* _Task details_: Collect every line of the listing below that contains the word "pick", matching case exactly, and copy each one out.

* _Material for the task_:
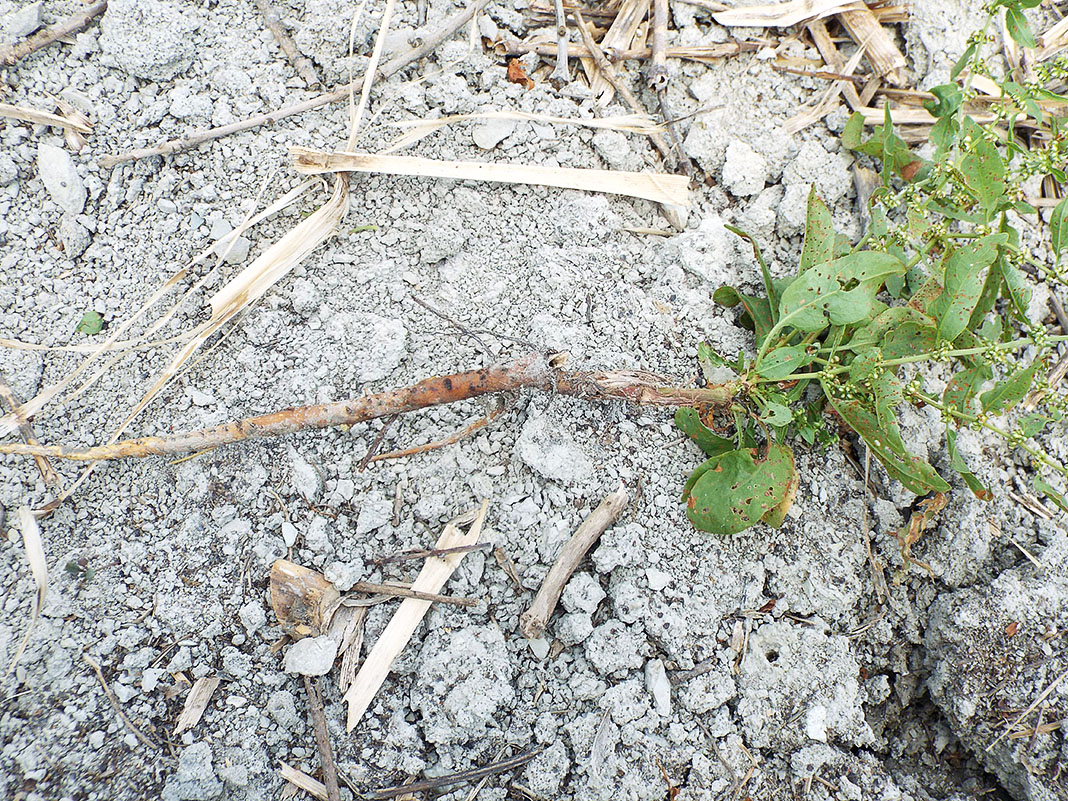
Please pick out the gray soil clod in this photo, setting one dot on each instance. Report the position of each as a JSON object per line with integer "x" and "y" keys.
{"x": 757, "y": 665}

--

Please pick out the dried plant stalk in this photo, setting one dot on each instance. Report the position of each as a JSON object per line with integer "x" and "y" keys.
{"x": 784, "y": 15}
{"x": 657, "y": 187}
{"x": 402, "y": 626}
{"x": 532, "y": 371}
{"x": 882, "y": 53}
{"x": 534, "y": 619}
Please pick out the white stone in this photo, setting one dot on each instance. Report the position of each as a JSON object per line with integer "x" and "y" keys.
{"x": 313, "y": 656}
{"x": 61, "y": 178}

* _Solution_:
Please pick out the gray soil clod in this photo, setting one dot on each instance. Report the position of each as a JSON object per line with integer "x" and "y" keys.
Please pick out the dried plant stalk in this photo, setting one dot on each instance. Report the position of each as a JSON object per line with integer "x" and "y" keys.
Please pick out the white stone in this photo, setting one dot on each instance. Report the position of each as a JSON object per line with integer "x" and "y" keys.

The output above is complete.